§ YOUR TASK
Return only the line that contains "point: the white ceramic" and each line after it, through the last line of the data below, copied exactly.

START AVAILABLE DATA

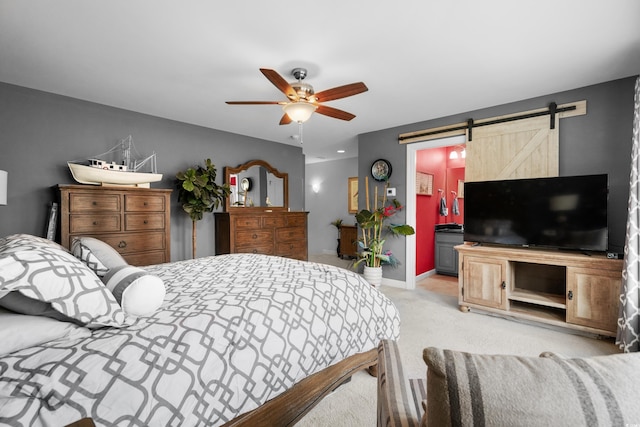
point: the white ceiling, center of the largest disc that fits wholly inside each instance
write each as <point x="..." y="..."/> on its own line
<point x="421" y="59"/>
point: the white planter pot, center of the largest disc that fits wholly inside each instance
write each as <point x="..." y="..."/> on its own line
<point x="373" y="275"/>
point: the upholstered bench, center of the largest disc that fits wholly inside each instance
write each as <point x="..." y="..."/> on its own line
<point x="465" y="389"/>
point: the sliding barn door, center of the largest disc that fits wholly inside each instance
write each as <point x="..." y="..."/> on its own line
<point x="525" y="148"/>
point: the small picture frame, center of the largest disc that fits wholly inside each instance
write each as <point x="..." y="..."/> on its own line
<point x="424" y="184"/>
<point x="352" y="191"/>
<point x="381" y="170"/>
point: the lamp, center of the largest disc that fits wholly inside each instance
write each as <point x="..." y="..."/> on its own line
<point x="3" y="187"/>
<point x="299" y="111"/>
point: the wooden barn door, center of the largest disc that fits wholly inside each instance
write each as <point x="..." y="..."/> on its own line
<point x="525" y="148"/>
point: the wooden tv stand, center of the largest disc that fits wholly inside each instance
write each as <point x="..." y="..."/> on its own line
<point x="568" y="289"/>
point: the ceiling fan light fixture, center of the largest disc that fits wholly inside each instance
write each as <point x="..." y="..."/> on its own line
<point x="299" y="111"/>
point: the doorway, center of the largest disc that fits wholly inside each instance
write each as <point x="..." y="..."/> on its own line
<point x="411" y="204"/>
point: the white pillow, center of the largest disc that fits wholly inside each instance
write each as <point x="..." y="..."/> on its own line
<point x="41" y="270"/>
<point x="19" y="331"/>
<point x="138" y="292"/>
<point x="96" y="254"/>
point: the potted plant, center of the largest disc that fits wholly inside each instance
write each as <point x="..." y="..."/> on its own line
<point x="337" y="223"/>
<point x="375" y="226"/>
<point x="198" y="193"/>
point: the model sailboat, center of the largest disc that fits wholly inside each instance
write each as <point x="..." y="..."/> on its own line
<point x="103" y="169"/>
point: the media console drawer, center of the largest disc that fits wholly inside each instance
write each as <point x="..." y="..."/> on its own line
<point x="572" y="290"/>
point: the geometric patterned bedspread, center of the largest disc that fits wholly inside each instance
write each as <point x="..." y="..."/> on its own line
<point x="234" y="331"/>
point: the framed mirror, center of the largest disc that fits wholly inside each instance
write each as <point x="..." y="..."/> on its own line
<point x="256" y="184"/>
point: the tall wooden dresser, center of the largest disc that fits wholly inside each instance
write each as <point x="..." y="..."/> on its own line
<point x="258" y="231"/>
<point x="135" y="221"/>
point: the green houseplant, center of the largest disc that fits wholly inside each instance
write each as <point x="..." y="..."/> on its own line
<point x="198" y="193"/>
<point x="375" y="225"/>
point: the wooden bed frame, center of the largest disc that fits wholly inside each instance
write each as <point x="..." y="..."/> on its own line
<point x="288" y="408"/>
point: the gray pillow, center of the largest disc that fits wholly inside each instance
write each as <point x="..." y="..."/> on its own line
<point x="465" y="389"/>
<point x="96" y="254"/>
<point x="18" y="303"/>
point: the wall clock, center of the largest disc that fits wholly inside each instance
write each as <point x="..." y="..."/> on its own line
<point x="245" y="184"/>
<point x="381" y="170"/>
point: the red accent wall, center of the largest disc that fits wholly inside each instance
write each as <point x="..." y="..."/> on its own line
<point x="446" y="173"/>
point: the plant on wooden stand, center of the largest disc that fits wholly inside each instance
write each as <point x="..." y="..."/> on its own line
<point x="373" y="226"/>
<point x="198" y="193"/>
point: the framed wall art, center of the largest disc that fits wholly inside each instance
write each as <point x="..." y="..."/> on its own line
<point x="352" y="191"/>
<point x="424" y="183"/>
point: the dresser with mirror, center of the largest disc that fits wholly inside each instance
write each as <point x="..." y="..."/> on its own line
<point x="256" y="218"/>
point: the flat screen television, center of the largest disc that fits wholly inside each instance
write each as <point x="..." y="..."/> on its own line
<point x="561" y="212"/>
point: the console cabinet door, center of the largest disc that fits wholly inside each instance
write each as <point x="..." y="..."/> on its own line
<point x="484" y="281"/>
<point x="592" y="297"/>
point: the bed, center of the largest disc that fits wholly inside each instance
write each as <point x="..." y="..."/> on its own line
<point x="236" y="339"/>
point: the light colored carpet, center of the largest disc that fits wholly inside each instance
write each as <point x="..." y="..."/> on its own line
<point x="433" y="319"/>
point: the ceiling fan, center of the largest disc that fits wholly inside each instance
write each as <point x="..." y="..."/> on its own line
<point x="303" y="101"/>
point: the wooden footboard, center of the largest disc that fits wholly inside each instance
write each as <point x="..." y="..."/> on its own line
<point x="288" y="408"/>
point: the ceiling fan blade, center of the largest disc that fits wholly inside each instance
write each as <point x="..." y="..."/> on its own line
<point x="341" y="92"/>
<point x="334" y="112"/>
<point x="285" y="120"/>
<point x="279" y="82"/>
<point x="254" y="102"/>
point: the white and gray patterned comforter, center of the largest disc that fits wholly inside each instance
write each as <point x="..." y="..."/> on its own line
<point x="234" y="331"/>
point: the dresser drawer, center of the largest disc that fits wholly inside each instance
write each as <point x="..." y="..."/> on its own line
<point x="262" y="249"/>
<point x="139" y="222"/>
<point x="249" y="222"/>
<point x="272" y="222"/>
<point x="135" y="242"/>
<point x="297" y="220"/>
<point x="81" y="203"/>
<point x="147" y="203"/>
<point x="290" y="234"/>
<point x="292" y="249"/>
<point x="94" y="223"/>
<point x="251" y="238"/>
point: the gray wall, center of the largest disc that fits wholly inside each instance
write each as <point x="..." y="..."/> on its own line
<point x="329" y="204"/>
<point x="40" y="131"/>
<point x="598" y="142"/>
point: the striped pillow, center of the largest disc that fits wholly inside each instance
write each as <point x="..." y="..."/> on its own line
<point x="466" y="389"/>
<point x="138" y="292"/>
<point x="397" y="405"/>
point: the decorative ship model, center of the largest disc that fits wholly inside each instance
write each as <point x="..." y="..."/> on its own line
<point x="125" y="171"/>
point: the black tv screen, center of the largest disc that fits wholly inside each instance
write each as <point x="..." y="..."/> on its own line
<point x="560" y="212"/>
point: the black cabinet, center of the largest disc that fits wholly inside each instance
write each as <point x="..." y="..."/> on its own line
<point x="446" y="256"/>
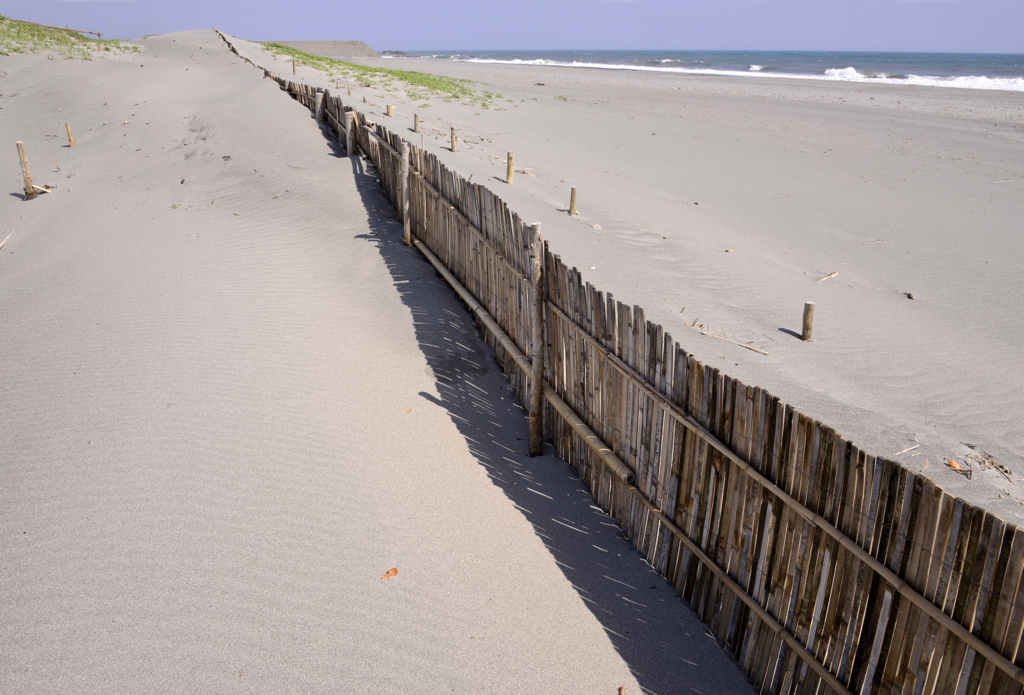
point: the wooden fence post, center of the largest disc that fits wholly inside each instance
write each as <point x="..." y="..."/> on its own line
<point x="404" y="193"/>
<point x="30" y="190"/>
<point x="537" y="342"/>
<point x="808" y="321"/>
<point x="350" y="133"/>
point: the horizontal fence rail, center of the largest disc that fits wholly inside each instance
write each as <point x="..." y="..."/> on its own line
<point x="821" y="567"/>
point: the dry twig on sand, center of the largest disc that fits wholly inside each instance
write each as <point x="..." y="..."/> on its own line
<point x="712" y="335"/>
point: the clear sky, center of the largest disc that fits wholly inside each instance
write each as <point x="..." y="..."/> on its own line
<point x="944" y="26"/>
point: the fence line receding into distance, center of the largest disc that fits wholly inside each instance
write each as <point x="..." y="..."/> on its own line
<point x="821" y="567"/>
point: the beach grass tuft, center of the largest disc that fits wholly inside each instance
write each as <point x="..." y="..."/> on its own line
<point x="22" y="37"/>
<point x="416" y="84"/>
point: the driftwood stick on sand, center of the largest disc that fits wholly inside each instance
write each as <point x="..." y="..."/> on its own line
<point x="712" y="335"/>
<point x="30" y="189"/>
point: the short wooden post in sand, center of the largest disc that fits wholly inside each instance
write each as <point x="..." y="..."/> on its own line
<point x="404" y="194"/>
<point x="808" y="321"/>
<point x="537" y="345"/>
<point x="350" y="133"/>
<point x="30" y="190"/>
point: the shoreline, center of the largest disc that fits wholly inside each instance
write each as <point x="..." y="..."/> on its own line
<point x="899" y="189"/>
<point x="236" y="400"/>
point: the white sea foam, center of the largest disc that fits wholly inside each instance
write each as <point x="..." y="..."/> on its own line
<point x="833" y="74"/>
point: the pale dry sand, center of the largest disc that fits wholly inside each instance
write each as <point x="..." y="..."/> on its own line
<point x="231" y="400"/>
<point x="898" y="189"/>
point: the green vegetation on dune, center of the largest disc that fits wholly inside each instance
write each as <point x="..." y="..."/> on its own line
<point x="417" y="85"/>
<point x="22" y="37"/>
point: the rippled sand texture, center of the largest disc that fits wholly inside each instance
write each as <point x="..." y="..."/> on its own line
<point x="231" y="401"/>
<point x="722" y="203"/>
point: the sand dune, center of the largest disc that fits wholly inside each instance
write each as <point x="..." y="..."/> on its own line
<point x="232" y="400"/>
<point x="898" y="189"/>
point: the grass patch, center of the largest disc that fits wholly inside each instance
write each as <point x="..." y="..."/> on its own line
<point x="416" y="84"/>
<point x="20" y="37"/>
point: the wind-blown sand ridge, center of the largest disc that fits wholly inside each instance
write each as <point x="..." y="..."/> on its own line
<point x="232" y="400"/>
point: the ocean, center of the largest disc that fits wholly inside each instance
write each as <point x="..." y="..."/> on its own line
<point x="969" y="71"/>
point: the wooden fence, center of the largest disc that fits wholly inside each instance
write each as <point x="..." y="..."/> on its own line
<point x="821" y="567"/>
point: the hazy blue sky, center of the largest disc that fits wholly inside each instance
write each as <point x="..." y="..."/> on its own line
<point x="954" y="26"/>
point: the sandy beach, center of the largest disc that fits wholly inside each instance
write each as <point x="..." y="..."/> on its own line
<point x="232" y="400"/>
<point x="722" y="205"/>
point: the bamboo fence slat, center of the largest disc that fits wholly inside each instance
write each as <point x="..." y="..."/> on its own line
<point x="821" y="567"/>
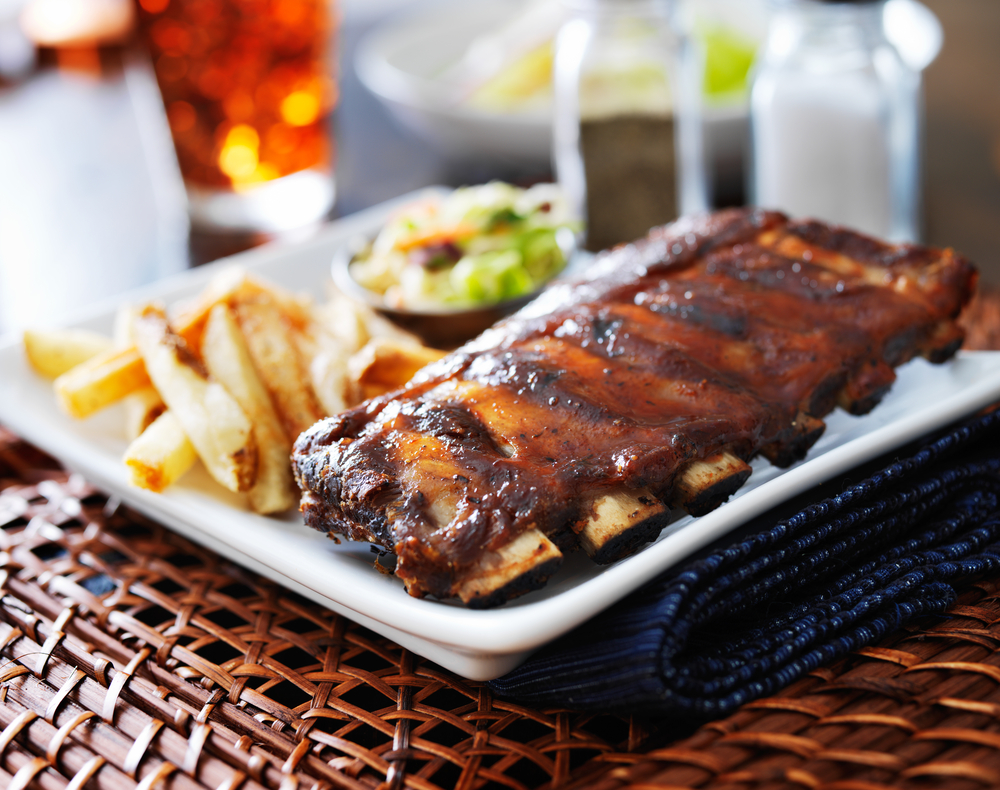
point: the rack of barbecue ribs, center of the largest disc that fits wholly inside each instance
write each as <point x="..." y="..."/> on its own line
<point x="642" y="387"/>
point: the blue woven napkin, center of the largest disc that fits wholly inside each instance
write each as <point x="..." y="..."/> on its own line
<point x="790" y="595"/>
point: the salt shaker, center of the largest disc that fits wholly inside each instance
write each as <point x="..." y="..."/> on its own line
<point x="623" y="128"/>
<point x="834" y="116"/>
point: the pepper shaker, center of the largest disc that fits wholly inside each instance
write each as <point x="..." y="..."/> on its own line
<point x="625" y="134"/>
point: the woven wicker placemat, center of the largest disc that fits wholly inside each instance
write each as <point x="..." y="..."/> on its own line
<point x="132" y="657"/>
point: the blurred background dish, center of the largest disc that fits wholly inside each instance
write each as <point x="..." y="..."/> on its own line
<point x="408" y="63"/>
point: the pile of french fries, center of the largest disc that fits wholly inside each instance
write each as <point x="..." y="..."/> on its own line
<point x="231" y="377"/>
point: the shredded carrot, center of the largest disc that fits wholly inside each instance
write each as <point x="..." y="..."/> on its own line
<point x="433" y="235"/>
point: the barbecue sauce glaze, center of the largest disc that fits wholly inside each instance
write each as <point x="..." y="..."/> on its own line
<point x="712" y="333"/>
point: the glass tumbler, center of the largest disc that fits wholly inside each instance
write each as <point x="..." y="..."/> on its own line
<point x="248" y="86"/>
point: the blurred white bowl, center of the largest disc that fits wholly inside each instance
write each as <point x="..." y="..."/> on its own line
<point x="404" y="62"/>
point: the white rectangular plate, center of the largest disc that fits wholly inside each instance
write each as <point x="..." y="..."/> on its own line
<point x="476" y="644"/>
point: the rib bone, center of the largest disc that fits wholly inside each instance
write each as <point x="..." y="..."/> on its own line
<point x="706" y="484"/>
<point x="621" y="521"/>
<point x="522" y="565"/>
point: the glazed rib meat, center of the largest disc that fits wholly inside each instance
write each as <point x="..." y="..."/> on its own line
<point x="642" y="387"/>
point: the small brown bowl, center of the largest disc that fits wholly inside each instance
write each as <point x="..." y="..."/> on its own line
<point x="443" y="328"/>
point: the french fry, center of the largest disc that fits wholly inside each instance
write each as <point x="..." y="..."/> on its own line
<point x="218" y="428"/>
<point x="100" y="381"/>
<point x="276" y="359"/>
<point x="227" y="358"/>
<point x="385" y="364"/>
<point x="144" y="405"/>
<point x="160" y="455"/>
<point x="142" y="408"/>
<point x="53" y="352"/>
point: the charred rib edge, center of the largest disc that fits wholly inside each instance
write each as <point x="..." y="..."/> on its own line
<point x="522" y="565"/>
<point x="707" y="483"/>
<point x="620" y="522"/>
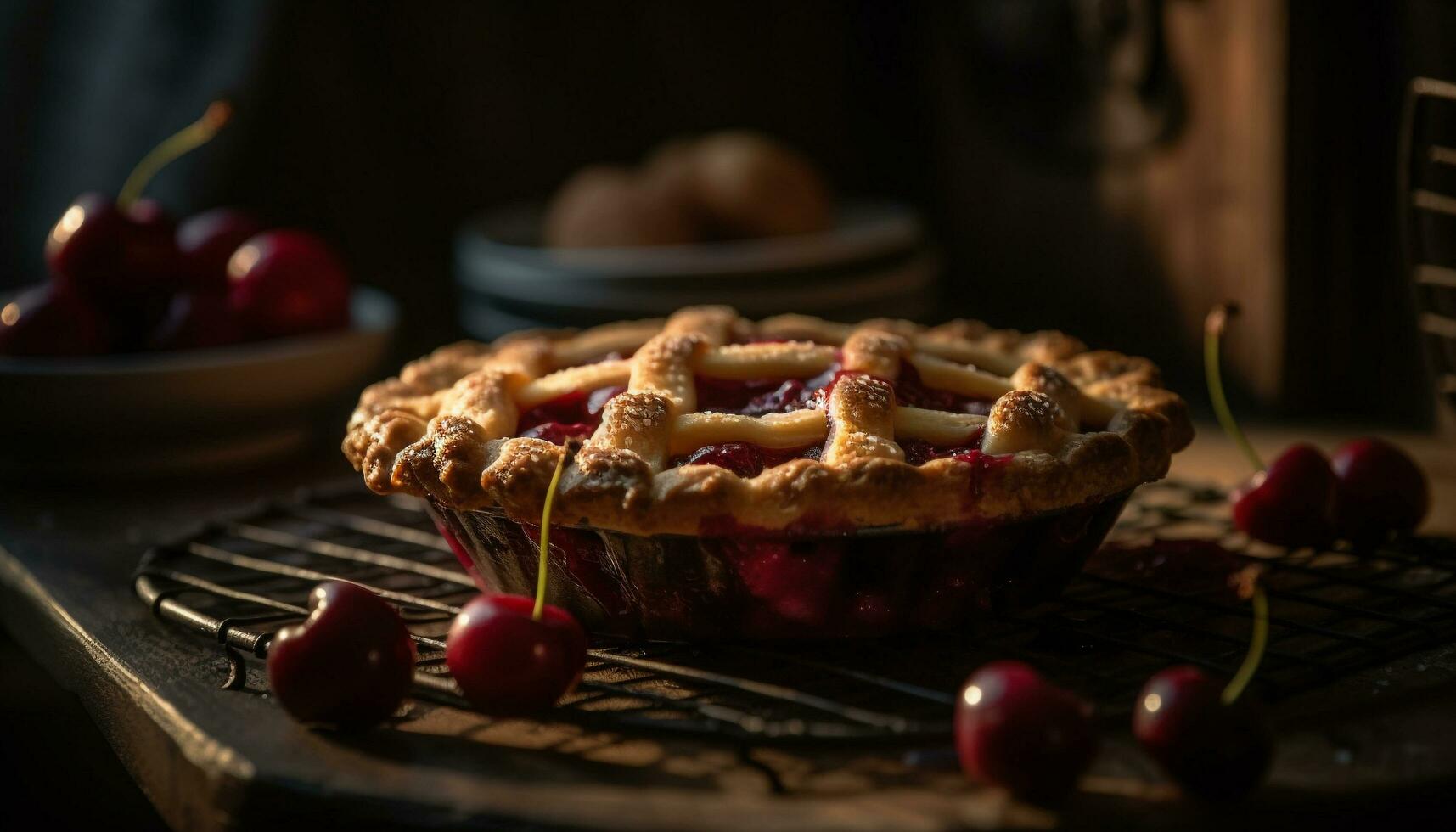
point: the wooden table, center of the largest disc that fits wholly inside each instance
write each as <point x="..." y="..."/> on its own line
<point x="211" y="758"/>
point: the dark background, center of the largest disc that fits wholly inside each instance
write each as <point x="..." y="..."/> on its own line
<point x="385" y="126"/>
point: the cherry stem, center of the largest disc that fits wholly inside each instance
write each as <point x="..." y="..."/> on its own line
<point x="1211" y="334"/>
<point x="1256" y="655"/>
<point x="189" y="138"/>
<point x="541" y="570"/>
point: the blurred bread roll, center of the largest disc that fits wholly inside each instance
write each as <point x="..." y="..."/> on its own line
<point x="725" y="185"/>
<point x="604" y="205"/>
<point x="750" y="185"/>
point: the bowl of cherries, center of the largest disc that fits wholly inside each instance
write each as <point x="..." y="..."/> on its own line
<point x="159" y="344"/>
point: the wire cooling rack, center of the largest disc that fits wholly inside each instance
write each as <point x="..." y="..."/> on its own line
<point x="1333" y="612"/>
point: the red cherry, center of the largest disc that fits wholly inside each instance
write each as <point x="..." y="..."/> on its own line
<point x="51" y="321"/>
<point x="1379" y="490"/>
<point x="1290" y="503"/>
<point x="1016" y="730"/>
<point x="207" y="241"/>
<point x="1213" y="750"/>
<point x="287" y="283"/>
<point x="99" y="250"/>
<point x="509" y="663"/>
<point x="350" y="663"/>
<point x="197" y="319"/>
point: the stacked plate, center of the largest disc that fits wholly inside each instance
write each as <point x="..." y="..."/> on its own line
<point x="874" y="262"/>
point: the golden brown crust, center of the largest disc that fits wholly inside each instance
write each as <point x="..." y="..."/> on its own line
<point x="444" y="429"/>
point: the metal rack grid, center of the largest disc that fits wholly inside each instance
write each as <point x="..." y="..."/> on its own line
<point x="1333" y="612"/>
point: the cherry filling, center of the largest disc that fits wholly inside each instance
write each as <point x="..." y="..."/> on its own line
<point x="745" y="459"/>
<point x="762" y="396"/>
<point x="572" y="416"/>
<point x="919" y="452"/>
<point x="912" y="391"/>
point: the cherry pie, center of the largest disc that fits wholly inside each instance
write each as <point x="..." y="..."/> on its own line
<point x="710" y="424"/>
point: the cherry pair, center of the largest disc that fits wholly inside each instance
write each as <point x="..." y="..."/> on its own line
<point x="1366" y="492"/>
<point x="126" y="277"/>
<point x="1016" y="730"/>
<point x="351" y="662"/>
<point x="1369" y="490"/>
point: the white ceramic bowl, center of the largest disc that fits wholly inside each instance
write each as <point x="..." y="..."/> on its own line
<point x="162" y="413"/>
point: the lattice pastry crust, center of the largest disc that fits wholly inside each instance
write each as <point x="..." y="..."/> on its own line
<point x="1067" y="426"/>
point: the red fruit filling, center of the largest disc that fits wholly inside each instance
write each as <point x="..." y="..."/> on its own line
<point x="572" y="416"/>
<point x="914" y="392"/>
<point x="920" y="452"/>
<point x="745" y="459"/>
<point x="761" y="396"/>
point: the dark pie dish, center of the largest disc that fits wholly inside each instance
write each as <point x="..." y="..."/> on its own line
<point x="790" y="478"/>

END AVAILABLE DATA

§ FINAL ANSWER
point: the white ceramic bowl, center of the largest disc that fits wholly inside each instance
write each as <point x="..." y="..."/> on its own line
<point x="162" y="413"/>
point: the lattice pastry crust, center of the largest disc that fits wholly inside each instance
write each as <point x="..." y="..."/> on its own line
<point x="1067" y="426"/>
point: the red fruit filling, center of the largest disc that fits wholly inside each instance
write each as <point x="..." y="..."/> on its own line
<point x="572" y="416"/>
<point x="914" y="392"/>
<point x="920" y="452"/>
<point x="745" y="459"/>
<point x="761" y="396"/>
point: the dark pie dish, center of the largest disc that fits wholly inside each instance
write each as <point x="..." y="..."/> on its own line
<point x="790" y="478"/>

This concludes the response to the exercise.